Passage given:

Jumong also explores variations of indulgent and strict patterns of child-rearing. The drama’s sharpest contrast is between Queen Wonhu and Lady Yuhwa. Queen Wonhu and her relatives go to whatever lengths necessary to secure the privileges, benefits and positions for her two sons. They cover up the young princes’ lapses of judgment, attempt to eliminate rivals, and go to the extent of fomenting rebellion and usurping the crown. By way of contrast Lady Yuhwa, after realizing her mistake in indulging Jumong, cuts him off and consents to his exile from the palace for irresponsible behavior. She declares that she had been meaning to “drive him off the cliff” and states, “He must climb up alone if he wants to fulfill his mission.” Other parents or surrogate parents in the drama fall in between these extremes. Yuntabal gives Sosuhno an extraordinarily long leash in sending her out to lead dangerous trade expeditions. He maintains that he “can’t expect her to take over without experience,” that he “can’t protect her forever,” and that “she needs to go on to a greater world.” In this respect the indulgent model of child-rearing, what recently has been referred to in the United States as hovering or “helicopter” parenting, is criticized for limiting development. The drama suggests that the stricter or at least more accountable pattern, by forcing self-reliance, enhances development.

It is here that child-rearing practices connect to broader issues of societal development and cultural identity. The tension between indulgent and disciplined, accountable child-rearing relates directly to transitions in Korean society. Though trampled upon by formidable outsiders, or because it was trampled upon by formidable outsiders, Korean culture tended to insulate itself and put up a parochial, ethnocentric façade. Ironically, Korean identity became a privileged identity hedged in by homogeneous blood-ties, Confucian formalism, and rabid nationalism. Yet this masked a deep insecurity or even self-loathing in the face of Korea’s tragic past. Such structures of closure may have had some utility in preserving Korean identity under conditions of oppression, but they are less meaningful, even problematic, as Korea has emerged onto the world stage. Breen states, “It is apparent from the volume of stories you hear about Koreans abroad that they are giving their country a name for coarse selfishness.”[32] In this respect, the tension in Jumong between child-rearing practices and cultural identities that facilitate self-absorption and self-promotion and those that facilitate legitimate engagement with others, or what Yuntabal terms the “greater world,” is a live question in contemporary Korea.

It also is a live question for contemporary Unificationism. The Unification Movement, to a large extent, magnifies Korean exceptionalism. Unification ideology promotes Korea as the Third Israel, stating that “all aspects of culture and civilization” will “bear fruit in this nation” and that “Korean will become the mother tongue for all humanity.”[33] Korean leadership, as well, dominates the movement. This has led to complaints about tribalization, the universalization of Korean cultural norms and “Koreanization” of the movement. The movement’s East Asian leadership relies on Western adherents to interface with public officials, and leadership of its major cultural affiliates is largely vested in Western intellectuals and professionals. However, these are regarded as strategic concessions that the movement’s leadership will not have to make once the center of global civilization shifts to the Korean peninsula. Under these circumstances, some have concluded that the movement was too deviant, too Korean. Alien standards, in their estimation, contributed to a loss or stagnancy in membership, financial problems, and a loss of moral authority.[34] Though not a culture war, internal debate as to the cultural identity of the Unification Movement and how that identity is fostered will play a significant role in defining the movement’s future.

Data supplied:

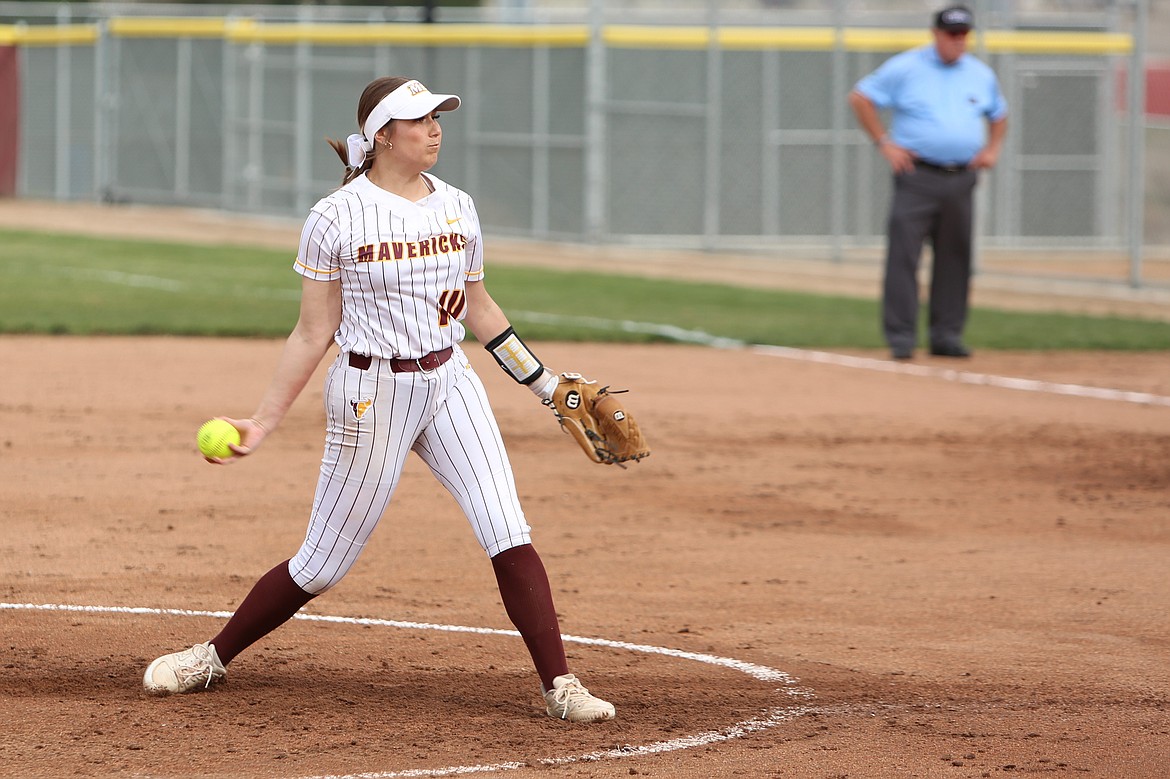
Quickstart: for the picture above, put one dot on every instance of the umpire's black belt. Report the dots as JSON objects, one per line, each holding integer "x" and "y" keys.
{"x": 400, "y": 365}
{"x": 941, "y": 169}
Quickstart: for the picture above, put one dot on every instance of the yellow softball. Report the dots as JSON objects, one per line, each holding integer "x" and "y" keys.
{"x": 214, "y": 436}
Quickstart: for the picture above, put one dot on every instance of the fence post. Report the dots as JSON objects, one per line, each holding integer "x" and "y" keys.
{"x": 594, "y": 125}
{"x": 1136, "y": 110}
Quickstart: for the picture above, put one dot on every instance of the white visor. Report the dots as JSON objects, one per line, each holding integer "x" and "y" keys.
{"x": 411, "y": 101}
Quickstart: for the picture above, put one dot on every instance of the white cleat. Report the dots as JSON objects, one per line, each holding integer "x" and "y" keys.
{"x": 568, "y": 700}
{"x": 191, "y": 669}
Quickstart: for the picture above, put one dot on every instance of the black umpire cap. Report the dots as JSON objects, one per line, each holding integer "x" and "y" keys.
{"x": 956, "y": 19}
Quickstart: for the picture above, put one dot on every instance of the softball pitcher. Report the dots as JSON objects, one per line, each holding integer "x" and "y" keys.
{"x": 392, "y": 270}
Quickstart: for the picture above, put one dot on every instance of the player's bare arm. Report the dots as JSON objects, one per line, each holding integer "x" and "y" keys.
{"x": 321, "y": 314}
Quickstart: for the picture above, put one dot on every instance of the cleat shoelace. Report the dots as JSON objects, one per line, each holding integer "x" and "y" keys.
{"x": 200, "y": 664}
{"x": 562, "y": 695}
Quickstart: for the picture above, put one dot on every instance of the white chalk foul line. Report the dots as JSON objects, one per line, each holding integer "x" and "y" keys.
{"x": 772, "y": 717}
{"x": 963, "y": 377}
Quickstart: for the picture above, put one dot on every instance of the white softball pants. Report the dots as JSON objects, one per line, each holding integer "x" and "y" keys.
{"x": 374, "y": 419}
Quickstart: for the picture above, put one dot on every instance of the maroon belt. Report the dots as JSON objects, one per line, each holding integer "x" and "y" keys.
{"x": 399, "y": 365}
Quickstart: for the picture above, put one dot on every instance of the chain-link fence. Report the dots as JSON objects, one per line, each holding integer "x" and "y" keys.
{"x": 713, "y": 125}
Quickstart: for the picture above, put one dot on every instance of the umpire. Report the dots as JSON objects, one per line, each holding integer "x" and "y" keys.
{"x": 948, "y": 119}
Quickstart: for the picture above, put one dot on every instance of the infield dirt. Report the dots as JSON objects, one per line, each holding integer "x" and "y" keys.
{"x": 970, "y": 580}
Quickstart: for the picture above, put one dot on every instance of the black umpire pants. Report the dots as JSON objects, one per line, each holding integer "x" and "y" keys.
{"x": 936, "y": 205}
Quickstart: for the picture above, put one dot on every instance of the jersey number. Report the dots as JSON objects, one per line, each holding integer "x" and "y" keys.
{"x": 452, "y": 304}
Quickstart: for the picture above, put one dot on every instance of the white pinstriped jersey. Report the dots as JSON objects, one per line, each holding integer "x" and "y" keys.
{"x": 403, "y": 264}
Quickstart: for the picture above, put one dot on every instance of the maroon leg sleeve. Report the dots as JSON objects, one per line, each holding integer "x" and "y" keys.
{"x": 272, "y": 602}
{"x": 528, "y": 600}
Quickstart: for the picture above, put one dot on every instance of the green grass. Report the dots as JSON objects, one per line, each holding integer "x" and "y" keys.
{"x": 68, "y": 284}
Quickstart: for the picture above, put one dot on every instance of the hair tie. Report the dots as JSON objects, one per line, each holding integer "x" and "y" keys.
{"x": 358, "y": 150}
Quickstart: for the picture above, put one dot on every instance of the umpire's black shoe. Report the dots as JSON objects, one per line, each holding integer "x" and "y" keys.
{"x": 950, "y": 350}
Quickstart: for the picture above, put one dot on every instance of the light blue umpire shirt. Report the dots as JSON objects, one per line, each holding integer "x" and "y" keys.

...

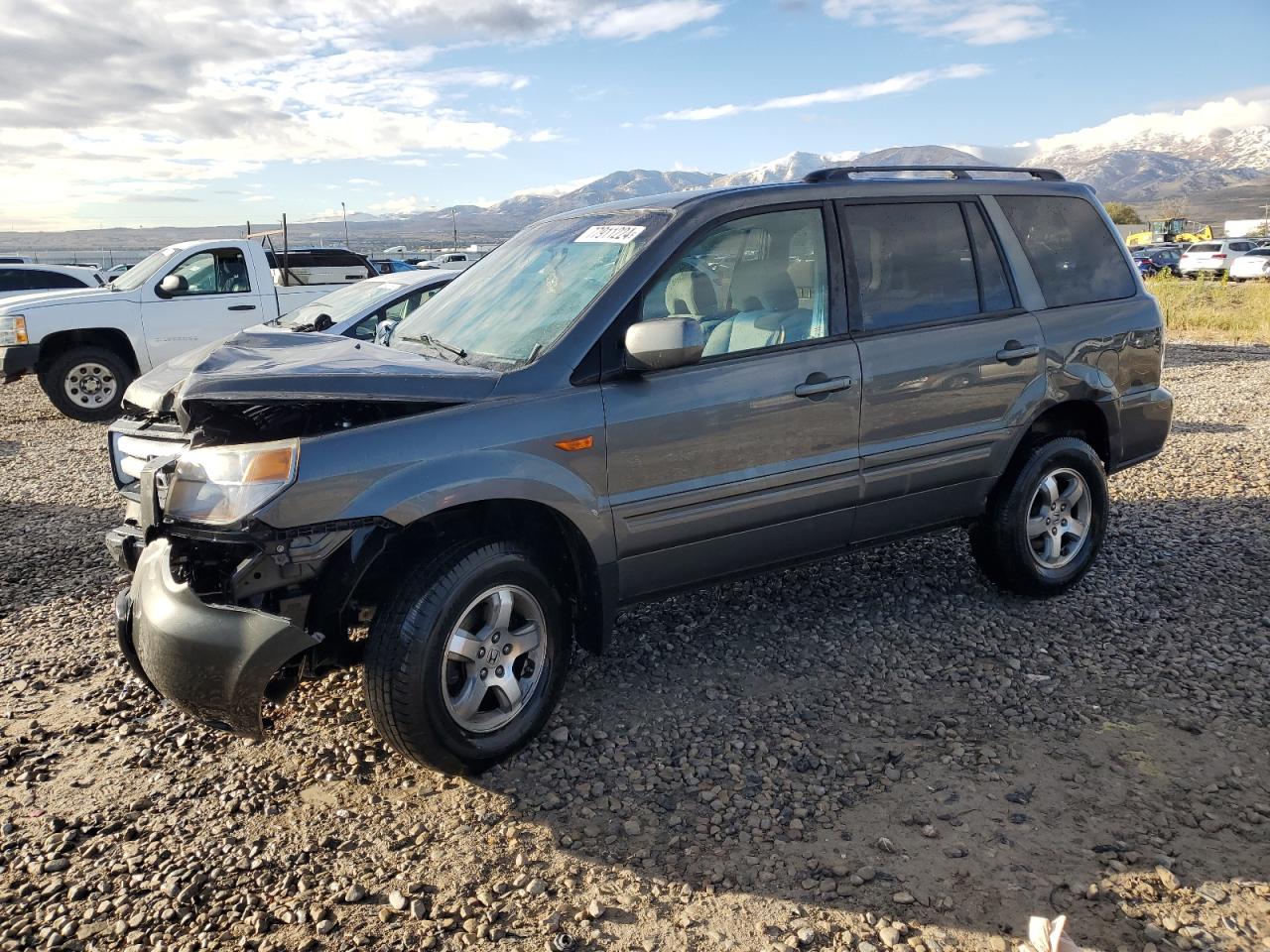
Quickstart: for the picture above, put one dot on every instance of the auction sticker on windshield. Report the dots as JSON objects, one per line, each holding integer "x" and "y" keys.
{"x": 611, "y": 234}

Stated problem: In the passage above about the drama Jumong, what does Yuntabal send Sosuhno out to lead?

The result: Dangerous trade expeditions.